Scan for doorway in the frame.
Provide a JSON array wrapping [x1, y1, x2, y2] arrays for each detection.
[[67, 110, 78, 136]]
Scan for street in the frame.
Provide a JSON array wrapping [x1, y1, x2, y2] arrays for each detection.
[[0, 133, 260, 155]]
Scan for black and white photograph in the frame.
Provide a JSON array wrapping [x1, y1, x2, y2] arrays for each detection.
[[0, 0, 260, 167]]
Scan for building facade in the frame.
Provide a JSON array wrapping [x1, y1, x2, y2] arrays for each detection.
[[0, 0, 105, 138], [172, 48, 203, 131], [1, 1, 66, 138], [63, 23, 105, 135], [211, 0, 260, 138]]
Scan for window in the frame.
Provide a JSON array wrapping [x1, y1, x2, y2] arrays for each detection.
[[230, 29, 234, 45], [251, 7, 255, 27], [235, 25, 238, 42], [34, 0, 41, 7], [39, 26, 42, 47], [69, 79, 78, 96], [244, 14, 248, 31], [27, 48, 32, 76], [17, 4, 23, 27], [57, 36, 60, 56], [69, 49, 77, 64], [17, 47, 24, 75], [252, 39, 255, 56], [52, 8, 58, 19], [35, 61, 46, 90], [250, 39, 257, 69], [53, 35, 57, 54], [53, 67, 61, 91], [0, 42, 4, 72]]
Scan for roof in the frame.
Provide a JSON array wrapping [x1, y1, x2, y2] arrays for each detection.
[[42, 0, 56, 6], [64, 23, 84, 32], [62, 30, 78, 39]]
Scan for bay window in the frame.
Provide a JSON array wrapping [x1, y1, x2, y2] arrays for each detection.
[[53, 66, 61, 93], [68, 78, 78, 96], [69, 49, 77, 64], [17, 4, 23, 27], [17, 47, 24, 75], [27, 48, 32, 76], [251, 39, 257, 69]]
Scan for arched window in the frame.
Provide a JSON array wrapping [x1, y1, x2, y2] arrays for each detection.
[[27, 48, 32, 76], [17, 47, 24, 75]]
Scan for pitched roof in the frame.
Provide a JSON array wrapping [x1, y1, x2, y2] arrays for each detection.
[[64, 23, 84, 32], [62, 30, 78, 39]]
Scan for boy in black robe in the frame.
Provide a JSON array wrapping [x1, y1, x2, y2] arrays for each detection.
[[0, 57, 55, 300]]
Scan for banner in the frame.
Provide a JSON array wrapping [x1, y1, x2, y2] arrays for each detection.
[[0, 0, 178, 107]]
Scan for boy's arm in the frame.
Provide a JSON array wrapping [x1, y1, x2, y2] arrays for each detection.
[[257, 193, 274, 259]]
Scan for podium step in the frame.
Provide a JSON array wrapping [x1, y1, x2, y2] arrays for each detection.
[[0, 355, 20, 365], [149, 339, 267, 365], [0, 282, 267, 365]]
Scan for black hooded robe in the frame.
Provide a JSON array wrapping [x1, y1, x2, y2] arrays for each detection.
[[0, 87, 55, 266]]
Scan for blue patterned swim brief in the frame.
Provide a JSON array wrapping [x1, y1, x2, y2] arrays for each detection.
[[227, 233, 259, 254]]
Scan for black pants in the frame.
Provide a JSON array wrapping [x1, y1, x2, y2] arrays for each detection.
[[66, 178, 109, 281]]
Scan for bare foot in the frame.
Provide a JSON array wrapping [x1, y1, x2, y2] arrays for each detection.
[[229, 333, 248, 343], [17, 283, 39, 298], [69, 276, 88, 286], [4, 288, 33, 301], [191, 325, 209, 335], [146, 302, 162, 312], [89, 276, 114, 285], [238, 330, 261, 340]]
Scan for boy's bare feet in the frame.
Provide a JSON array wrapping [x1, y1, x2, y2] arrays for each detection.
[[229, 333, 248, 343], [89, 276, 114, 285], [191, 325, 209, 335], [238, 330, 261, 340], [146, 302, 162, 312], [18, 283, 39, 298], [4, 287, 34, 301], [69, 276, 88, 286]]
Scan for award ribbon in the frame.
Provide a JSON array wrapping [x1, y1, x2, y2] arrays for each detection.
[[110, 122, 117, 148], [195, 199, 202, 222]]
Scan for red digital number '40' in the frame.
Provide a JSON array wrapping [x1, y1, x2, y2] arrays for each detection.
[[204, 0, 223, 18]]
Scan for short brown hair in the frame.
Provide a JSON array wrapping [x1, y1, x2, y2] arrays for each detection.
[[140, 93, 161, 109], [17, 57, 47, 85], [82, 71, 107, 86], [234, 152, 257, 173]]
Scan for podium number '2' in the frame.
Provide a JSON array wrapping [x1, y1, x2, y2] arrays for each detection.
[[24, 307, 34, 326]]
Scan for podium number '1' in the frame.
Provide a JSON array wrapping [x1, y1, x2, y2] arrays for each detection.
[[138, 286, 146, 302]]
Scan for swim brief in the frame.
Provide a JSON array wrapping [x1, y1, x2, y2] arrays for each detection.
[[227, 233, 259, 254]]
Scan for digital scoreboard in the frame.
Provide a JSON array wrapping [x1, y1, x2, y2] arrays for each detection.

=====

PROBLEM TO WORK ON: Format every row above as a numbered list, omitting any blank lines.

RESPONSE BELOW:
1. Scan for doorway in the frame.
2. Provide a JSON array wrapping [x1, y1, x2, y2] arrays for each detection.
3. [[67, 110, 78, 136]]
4. Scan for street in the frame.
5. Provide a JSON array wrapping [x1, y1, x2, y2] arrays for each detection.
6. [[0, 133, 260, 155]]
7. Scan for black and white photograph in the frame.
8. Provide a JSON array wrapping [x1, y1, x2, y2] arrays for each detection.
9. [[0, 0, 260, 167]]
10. Scan for building facade in the frame.
11. Provide a JSON array wrapping [x1, y1, x2, y2] arrays for each detection.
12. [[0, 0, 105, 138], [172, 48, 203, 131], [1, 1, 66, 138], [63, 23, 105, 135], [211, 0, 260, 138]]
13. Scan for window in the frame.
14. Provide a JSON array wrapping [x1, y1, x2, y2] arrays for each detection.
15. [[230, 29, 234, 45], [251, 7, 255, 27], [235, 25, 238, 42], [34, 0, 41, 7], [39, 26, 42, 47], [69, 79, 78, 96], [244, 14, 248, 31], [27, 48, 32, 76], [17, 4, 23, 27], [57, 36, 60, 56], [69, 49, 77, 64], [17, 47, 24, 75], [252, 39, 255, 56], [52, 8, 58, 19], [35, 61, 46, 90], [250, 39, 257, 69], [53, 35, 57, 54], [53, 67, 61, 91], [0, 42, 4, 72]]
16. Scan for roof in the frame.
17. Provide a JSON array wrapping [x1, y1, x2, y2] arrays for each detection.
18. [[42, 0, 56, 6], [64, 23, 84, 32], [62, 30, 78, 39]]
19. Scan for bay window in the frame.
20. Provide a JSON array wrapping [x1, y1, x2, y2] arrays for each detection.
21. [[53, 66, 61, 93], [68, 78, 78, 96], [69, 49, 77, 64], [17, 4, 23, 27], [17, 47, 24, 75], [27, 48, 32, 76], [251, 39, 257, 69]]
22. Scan for arched window in the frame.
23. Provide a JSON array wrapping [x1, y1, x2, y2] arrays for each detection.
24. [[27, 48, 32, 76], [17, 47, 24, 75]]
25. Scan for pitched roof in the frame.
26. Provide a JSON array wrapping [x1, y1, x2, y2] arrays for each detection.
27. [[64, 23, 84, 32], [62, 30, 78, 39]]
28. Scan for boy in black robe in the frame.
29. Provide a JSON array wrapping [x1, y1, x2, y2] arrays for each detection.
30. [[0, 57, 55, 300]]
31. Scan for banner in the frame.
32. Provide a JSON array wrapping [x1, y1, x2, y2] arrays for each detection.
33. [[0, 0, 178, 107]]
34. Scan for boy's arm in the frame.
35. Provide a JSON array wrapping [x1, y1, x2, y2] arrays for each detection.
36. [[257, 193, 274, 259]]
37. Scan for podium step in the frame.
38. Provide a JSON array wrapping [x1, y1, x2, y2] arrays for each detection.
39. [[0, 355, 20, 365], [149, 339, 267, 365], [0, 282, 267, 365]]
40. Scan for black hooded robe in the frame.
41. Provide a JSON array wrapping [x1, y1, x2, y2] arrays for each detection.
42. [[0, 87, 55, 266]]
43. Scan for blue patterned swim brief in the frame.
44. Provide a JSON array wrapping [x1, y1, x2, y2] arrays for each detection.
45. [[227, 233, 259, 254]]
46. Scan for black pants in the frame.
47. Provide a JSON array wrapping [x1, y1, x2, y2] arrays for each detection.
48. [[66, 178, 109, 281]]
49. Scan for bare foot in the frame.
50. Provide a JSON array wrapping [x1, y1, x2, y2] arrays for each detection.
51. [[229, 333, 248, 343], [17, 283, 39, 298], [69, 276, 88, 286], [4, 288, 33, 301], [191, 325, 209, 335], [146, 302, 162, 312], [89, 276, 114, 285], [238, 330, 261, 340]]
52. Scan for boy's bare feet in the frame.
53. Provide a JSON array wrapping [x1, y1, x2, y2] arrays for each detection.
54. [[229, 333, 248, 343], [89, 276, 114, 285], [191, 325, 209, 335], [238, 330, 261, 340], [146, 302, 162, 312], [18, 283, 39, 298], [4, 287, 34, 301], [69, 276, 88, 286]]
55. Scan for award ribbon in the frame.
56. Provide a JSON array wrapping [x1, y1, x2, y2] arrays for each detection.
57. [[110, 122, 117, 148], [195, 199, 202, 222]]
58. Scan for red digital number '40' in the frame.
59. Provide a JSON array wrapping [x1, y1, x2, y2] arrays for each detection.
60. [[204, 0, 223, 18]]
61. Scan for short brown hair in the frame.
62. Provide a JSON array wrapping [x1, y1, x2, y2] arrays for each detection.
63. [[140, 93, 161, 109], [17, 57, 47, 85], [82, 71, 107, 86], [234, 152, 257, 173]]
64. Scan for podium number '2' in the frame.
65. Provide a JSON array wrapping [x1, y1, x2, y2] arrays for each detection.
66. [[24, 307, 34, 326]]
67. Scan for podium number '1' in the frame.
68. Provide a JSON array wrapping [x1, y1, x2, y2] arrays for each detection.
69. [[138, 286, 146, 302]]
70. Scan for swim brief in the frame.
71. Provide a JSON array wrapping [x1, y1, x2, y2] arrays for each detection.
72. [[227, 233, 259, 254]]
73. Scan for digital scoreboard in the frame.
74. Provide a JSON array wrapping [x1, y1, x2, y2] arrays for each detection.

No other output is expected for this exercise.